[Short task]:
Reproduce the items word for word from their first line through the line that contains "point(289, 164)", keeping both of those lines.
---------------
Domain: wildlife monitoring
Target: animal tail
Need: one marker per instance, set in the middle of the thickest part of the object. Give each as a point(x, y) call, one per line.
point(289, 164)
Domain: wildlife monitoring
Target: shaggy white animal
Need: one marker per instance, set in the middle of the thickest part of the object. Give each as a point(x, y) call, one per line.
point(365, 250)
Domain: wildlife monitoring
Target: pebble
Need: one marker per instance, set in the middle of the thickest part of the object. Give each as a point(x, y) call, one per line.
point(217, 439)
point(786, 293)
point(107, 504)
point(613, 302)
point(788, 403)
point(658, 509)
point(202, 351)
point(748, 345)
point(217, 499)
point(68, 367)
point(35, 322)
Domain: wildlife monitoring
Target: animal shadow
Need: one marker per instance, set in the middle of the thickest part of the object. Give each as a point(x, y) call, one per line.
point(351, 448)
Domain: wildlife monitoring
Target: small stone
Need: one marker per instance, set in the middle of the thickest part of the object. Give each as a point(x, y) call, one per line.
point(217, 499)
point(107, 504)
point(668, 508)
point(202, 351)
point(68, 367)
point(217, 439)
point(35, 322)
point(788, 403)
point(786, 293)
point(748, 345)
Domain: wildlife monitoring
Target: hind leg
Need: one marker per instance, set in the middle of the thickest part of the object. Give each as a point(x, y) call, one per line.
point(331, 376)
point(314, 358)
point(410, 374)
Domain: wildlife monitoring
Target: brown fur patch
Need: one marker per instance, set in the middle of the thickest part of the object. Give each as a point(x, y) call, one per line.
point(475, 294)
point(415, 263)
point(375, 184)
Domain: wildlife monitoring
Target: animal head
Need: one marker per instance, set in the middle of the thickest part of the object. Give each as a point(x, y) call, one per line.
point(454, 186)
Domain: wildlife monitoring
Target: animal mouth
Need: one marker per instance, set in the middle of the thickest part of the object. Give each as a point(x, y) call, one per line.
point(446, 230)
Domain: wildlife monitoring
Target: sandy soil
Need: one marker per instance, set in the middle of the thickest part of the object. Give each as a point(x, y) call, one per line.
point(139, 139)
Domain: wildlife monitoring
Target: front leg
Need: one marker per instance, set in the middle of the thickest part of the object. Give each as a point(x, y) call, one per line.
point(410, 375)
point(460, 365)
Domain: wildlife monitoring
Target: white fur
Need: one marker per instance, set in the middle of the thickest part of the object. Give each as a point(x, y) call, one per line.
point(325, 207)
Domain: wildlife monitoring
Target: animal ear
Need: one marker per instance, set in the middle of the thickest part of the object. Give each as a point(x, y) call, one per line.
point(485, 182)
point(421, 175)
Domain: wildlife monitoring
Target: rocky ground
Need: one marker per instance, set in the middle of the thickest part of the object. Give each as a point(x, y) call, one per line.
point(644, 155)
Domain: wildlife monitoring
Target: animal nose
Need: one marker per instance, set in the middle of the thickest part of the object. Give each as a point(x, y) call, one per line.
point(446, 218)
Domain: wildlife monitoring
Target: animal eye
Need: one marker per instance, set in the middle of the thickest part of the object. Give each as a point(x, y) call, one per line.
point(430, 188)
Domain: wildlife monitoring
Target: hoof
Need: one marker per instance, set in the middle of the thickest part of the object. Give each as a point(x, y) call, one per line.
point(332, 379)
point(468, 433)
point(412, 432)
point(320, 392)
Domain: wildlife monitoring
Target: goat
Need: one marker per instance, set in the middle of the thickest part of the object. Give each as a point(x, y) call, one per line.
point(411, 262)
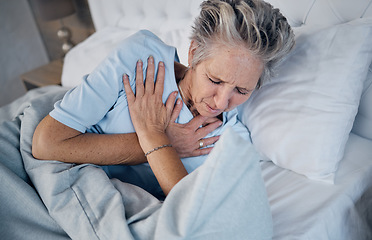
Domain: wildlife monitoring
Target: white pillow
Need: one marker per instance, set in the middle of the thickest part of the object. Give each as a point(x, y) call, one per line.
point(302, 118)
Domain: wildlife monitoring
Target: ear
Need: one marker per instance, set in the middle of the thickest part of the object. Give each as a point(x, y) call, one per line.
point(193, 46)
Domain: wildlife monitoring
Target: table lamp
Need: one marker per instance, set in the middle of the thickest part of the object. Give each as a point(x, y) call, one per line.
point(50, 10)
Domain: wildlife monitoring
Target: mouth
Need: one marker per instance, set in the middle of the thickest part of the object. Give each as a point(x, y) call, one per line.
point(212, 110)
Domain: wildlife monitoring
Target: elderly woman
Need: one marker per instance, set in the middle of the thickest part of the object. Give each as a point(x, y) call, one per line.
point(113, 119)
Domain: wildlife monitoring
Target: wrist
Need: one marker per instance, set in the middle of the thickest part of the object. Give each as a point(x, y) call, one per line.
point(149, 141)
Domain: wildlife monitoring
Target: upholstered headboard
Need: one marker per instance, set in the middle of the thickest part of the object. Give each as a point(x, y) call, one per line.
point(171, 14)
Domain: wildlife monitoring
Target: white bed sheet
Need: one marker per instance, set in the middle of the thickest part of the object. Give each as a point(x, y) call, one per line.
point(306, 209)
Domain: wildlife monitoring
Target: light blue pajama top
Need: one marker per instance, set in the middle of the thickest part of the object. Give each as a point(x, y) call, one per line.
point(99, 104)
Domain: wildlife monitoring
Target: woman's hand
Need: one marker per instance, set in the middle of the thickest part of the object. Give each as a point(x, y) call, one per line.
point(150, 118)
point(189, 139)
point(149, 115)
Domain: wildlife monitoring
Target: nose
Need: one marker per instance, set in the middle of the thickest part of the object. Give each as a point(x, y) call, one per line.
point(222, 98)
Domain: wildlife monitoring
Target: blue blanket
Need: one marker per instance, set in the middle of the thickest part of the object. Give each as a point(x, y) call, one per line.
point(225, 198)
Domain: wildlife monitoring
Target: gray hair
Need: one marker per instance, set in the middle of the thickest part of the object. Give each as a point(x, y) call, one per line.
point(253, 24)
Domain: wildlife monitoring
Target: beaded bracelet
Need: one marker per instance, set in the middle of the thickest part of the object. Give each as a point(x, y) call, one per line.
point(157, 148)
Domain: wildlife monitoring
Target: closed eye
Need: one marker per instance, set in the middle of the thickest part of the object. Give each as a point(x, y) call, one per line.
point(214, 82)
point(243, 91)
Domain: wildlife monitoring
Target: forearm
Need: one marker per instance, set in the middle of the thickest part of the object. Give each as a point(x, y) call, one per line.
point(164, 162)
point(55, 141)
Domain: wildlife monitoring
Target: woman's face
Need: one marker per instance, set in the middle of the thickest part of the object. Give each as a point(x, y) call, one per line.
point(224, 81)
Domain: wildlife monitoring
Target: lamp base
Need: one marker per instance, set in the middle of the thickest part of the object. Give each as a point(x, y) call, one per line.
point(64, 34)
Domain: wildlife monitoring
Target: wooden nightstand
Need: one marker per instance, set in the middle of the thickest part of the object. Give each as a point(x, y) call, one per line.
point(48, 74)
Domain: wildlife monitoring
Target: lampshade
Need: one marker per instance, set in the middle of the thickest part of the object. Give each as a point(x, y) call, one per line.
point(54, 9)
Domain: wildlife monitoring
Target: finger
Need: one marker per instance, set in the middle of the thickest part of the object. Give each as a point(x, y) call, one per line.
point(128, 89)
point(209, 141)
point(159, 87)
point(203, 131)
point(176, 110)
point(196, 122)
point(203, 151)
point(139, 78)
point(150, 72)
point(170, 102)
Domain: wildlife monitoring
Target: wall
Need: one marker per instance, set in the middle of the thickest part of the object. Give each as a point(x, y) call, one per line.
point(27, 42)
point(80, 24)
point(21, 47)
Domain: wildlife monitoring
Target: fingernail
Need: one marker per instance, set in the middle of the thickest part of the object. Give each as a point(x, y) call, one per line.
point(150, 59)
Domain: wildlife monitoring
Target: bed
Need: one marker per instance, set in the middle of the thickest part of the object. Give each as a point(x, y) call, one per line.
point(311, 124)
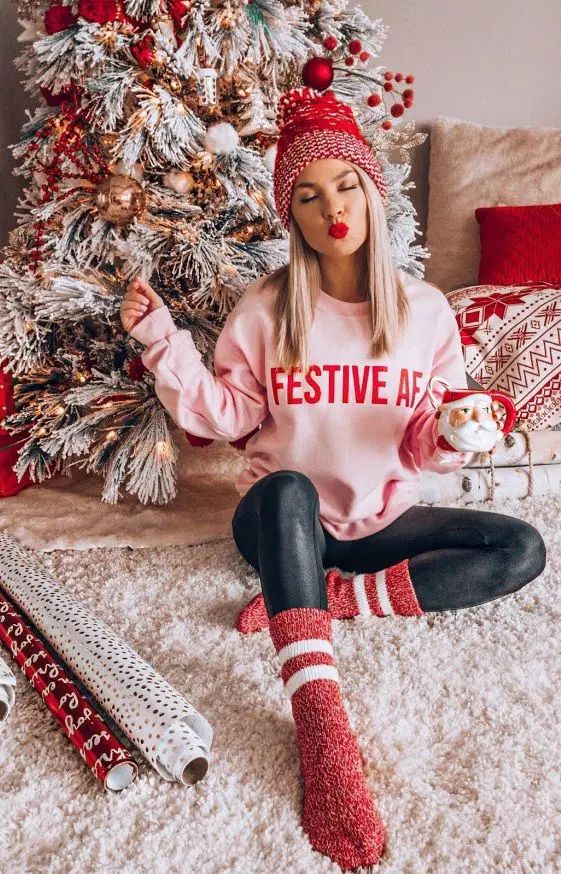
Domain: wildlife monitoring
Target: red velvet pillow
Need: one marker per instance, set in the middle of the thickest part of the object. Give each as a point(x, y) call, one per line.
point(520, 245)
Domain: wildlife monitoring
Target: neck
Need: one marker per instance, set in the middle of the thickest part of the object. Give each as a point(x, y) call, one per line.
point(343, 277)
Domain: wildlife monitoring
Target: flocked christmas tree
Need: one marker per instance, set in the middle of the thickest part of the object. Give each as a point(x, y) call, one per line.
point(151, 150)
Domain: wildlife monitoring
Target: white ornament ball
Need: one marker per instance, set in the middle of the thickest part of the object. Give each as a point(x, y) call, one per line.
point(221, 138)
point(269, 157)
point(181, 181)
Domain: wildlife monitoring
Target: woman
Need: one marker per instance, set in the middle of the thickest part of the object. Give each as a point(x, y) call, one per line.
point(325, 363)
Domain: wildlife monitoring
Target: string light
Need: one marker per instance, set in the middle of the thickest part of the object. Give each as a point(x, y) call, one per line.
point(162, 448)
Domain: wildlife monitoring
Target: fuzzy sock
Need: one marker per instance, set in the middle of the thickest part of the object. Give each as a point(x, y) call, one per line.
point(388, 592)
point(338, 813)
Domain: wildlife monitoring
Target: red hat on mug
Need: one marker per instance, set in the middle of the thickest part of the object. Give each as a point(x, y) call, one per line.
point(314, 125)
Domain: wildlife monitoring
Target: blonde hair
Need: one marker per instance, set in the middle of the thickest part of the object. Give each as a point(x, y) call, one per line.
point(300, 280)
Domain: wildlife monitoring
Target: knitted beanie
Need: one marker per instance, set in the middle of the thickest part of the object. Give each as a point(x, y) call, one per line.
point(313, 125)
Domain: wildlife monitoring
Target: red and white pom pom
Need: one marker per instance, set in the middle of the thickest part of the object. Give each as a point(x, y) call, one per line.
point(221, 138)
point(293, 100)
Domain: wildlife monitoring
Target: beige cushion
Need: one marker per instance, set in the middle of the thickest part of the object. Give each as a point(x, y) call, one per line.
point(475, 165)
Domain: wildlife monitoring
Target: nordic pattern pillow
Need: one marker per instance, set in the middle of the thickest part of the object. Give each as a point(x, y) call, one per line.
point(511, 340)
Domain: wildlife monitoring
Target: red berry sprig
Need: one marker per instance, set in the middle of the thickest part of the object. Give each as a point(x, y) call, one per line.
point(356, 51)
point(397, 109)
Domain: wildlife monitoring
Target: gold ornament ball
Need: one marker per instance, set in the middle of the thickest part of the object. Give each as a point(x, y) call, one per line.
point(120, 198)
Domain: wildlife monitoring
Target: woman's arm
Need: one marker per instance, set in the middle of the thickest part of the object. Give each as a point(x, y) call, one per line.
point(419, 441)
point(226, 406)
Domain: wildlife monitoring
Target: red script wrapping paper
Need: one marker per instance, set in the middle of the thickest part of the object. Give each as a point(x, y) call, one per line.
point(109, 761)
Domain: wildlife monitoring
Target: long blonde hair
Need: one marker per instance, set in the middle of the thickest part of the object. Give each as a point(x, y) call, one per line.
point(300, 279)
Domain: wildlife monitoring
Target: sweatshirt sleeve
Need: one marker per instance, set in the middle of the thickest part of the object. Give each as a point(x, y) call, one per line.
point(226, 406)
point(419, 441)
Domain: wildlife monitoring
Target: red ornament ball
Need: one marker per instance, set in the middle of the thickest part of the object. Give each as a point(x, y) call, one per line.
point(317, 73)
point(178, 10)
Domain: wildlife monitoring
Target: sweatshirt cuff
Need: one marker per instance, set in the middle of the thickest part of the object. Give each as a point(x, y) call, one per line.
point(154, 326)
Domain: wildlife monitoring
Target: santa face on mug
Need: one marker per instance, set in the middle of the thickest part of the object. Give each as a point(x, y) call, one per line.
point(472, 421)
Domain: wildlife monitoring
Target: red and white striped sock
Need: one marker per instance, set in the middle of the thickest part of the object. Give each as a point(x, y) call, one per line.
point(338, 813)
point(388, 592)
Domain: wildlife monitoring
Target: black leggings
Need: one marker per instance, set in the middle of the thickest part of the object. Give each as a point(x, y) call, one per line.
point(458, 557)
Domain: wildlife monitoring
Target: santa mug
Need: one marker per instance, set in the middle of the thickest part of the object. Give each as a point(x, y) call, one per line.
point(465, 417)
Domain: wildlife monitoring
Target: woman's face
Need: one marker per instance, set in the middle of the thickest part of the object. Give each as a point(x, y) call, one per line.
point(327, 191)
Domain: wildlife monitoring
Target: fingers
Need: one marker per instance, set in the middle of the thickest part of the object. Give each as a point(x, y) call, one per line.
point(138, 287)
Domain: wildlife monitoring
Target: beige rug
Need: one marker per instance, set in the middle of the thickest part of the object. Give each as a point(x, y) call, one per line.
point(458, 722)
point(66, 512)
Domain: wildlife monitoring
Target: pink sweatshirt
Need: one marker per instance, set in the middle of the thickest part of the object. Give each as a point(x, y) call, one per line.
point(361, 428)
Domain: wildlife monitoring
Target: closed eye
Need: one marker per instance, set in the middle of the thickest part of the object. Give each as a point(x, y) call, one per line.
point(308, 199)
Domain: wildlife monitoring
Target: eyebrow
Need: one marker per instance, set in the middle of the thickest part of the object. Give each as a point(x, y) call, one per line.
point(313, 184)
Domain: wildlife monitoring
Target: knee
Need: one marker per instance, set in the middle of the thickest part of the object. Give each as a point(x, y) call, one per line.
point(289, 489)
point(527, 554)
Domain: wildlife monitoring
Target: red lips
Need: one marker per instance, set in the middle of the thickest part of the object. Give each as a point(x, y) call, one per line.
point(338, 230)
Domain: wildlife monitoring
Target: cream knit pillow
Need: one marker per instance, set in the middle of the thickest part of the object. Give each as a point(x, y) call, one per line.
point(475, 165)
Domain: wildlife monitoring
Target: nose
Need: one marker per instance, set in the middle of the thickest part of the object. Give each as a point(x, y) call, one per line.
point(334, 210)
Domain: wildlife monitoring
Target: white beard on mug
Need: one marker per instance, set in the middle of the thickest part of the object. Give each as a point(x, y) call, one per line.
point(472, 435)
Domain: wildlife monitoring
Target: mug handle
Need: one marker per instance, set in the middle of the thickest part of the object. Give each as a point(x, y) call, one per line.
point(508, 404)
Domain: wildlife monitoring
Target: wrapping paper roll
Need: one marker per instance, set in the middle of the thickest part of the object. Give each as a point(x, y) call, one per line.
point(107, 758)
point(170, 733)
point(7, 689)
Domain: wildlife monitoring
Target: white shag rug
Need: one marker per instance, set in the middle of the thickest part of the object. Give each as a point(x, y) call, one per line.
point(457, 714)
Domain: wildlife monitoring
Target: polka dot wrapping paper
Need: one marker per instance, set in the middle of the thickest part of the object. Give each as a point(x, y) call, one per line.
point(107, 758)
point(169, 732)
point(7, 689)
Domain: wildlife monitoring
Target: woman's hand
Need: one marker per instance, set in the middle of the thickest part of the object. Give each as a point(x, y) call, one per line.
point(139, 300)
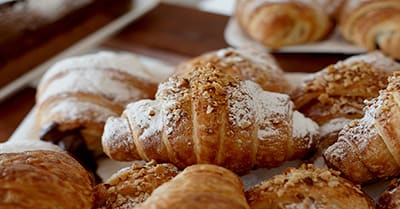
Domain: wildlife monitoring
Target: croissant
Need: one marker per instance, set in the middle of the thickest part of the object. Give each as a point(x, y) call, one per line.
point(367, 149)
point(77, 95)
point(372, 24)
point(197, 187)
point(131, 186)
point(245, 63)
point(390, 197)
point(335, 95)
point(42, 179)
point(282, 23)
point(207, 116)
point(308, 187)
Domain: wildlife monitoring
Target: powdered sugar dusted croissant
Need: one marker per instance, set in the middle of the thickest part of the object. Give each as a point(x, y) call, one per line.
point(372, 24)
point(77, 95)
point(207, 116)
point(368, 148)
point(282, 23)
point(41, 177)
point(308, 187)
point(245, 63)
point(390, 197)
point(335, 95)
point(130, 186)
point(197, 187)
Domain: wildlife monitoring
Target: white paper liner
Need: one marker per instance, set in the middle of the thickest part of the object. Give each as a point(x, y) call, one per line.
point(107, 167)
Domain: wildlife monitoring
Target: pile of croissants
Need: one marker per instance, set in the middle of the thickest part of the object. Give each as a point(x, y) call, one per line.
point(370, 24)
point(195, 132)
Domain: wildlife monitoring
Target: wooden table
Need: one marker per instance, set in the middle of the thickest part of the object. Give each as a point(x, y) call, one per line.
point(170, 33)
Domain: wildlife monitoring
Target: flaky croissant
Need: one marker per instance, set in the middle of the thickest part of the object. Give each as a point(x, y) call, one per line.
point(129, 187)
point(390, 197)
point(308, 187)
point(77, 95)
point(42, 179)
point(282, 23)
point(335, 95)
point(372, 24)
point(197, 187)
point(368, 148)
point(207, 116)
point(245, 63)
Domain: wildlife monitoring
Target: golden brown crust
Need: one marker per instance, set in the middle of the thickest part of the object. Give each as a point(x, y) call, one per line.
point(207, 116)
point(131, 186)
point(335, 95)
point(390, 197)
point(278, 24)
point(372, 24)
point(80, 93)
point(43, 179)
point(307, 187)
point(244, 63)
point(199, 186)
point(371, 142)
---------------
[Output below]:
Domain: wildlife monitoring
Target: animal tail
Need: one marker per instance, set in the middle of the thickest part of the object. Give each as a point(x, y) call, one per line.
point(289, 164)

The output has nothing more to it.